Exercise objective =
Rewrite the drug-control comment starting at "I still think" and ending after "locate criminal activity.", replacing "pharmacy" with "pharmacist".

Source document =
========================
I still think the best way to deal with /cocaine/crack/coca is to destroy the plantations growing it before the March harvest, every two years if need be. Opium poppies are a different matter. Let's face it we are in Afghanistan and nothing has been done, but to increase production. I would think meth labs would have a unique chemical signature that could be traced. Doctors should be required to report the prescription drugs they prescribe and the pharmacy should check to see if the prescription has been reported. The doctor's ID, prescription number, date and the amount and type of drug is all the information required to identify a pill mill and the data can be checked by simple computer programs to locate criminal activity.

As previously mentioned, I don't even speculate on projected methods of eliminating the primary sources for such substances as cocaine and heroin. The main reason for this is I don't believe the substances, per se, are the problem so much as is the psychology of the individual users.
========================
Dataset =
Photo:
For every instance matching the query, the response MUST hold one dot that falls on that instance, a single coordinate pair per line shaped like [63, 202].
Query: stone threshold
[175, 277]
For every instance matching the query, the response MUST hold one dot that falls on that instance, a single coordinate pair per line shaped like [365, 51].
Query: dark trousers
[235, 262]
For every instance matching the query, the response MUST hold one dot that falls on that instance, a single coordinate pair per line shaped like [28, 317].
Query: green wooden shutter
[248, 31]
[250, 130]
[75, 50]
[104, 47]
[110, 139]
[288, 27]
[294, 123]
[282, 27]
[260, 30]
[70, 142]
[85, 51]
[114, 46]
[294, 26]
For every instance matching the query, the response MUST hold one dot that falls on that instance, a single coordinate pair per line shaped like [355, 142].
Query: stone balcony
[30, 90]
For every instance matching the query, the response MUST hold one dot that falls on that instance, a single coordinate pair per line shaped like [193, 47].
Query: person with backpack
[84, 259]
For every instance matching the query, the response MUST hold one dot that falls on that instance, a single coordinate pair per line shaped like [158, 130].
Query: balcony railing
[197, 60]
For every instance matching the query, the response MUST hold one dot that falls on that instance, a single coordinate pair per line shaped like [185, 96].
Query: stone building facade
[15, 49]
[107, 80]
========================
Task response =
I still think the best way to deal with /cocaine/crack/coca is to destroy the plantations growing it before the March harvest, every two years if need be. Opium poppies are a different matter. Let's face it we are in Afghanistan and nothing has been done, but to increase production. I would think meth labs would have a unique chemical signature that could be traced. Doctors should be required to report the prescription drugs they prescribe and the pharmacist should check to see if the prescription has been reported. The doctor's ID, prescription number, date and the amount and type of drug is all the information required to identify a pill mill and the data can be checked by simple computer programs to locate criminal activity.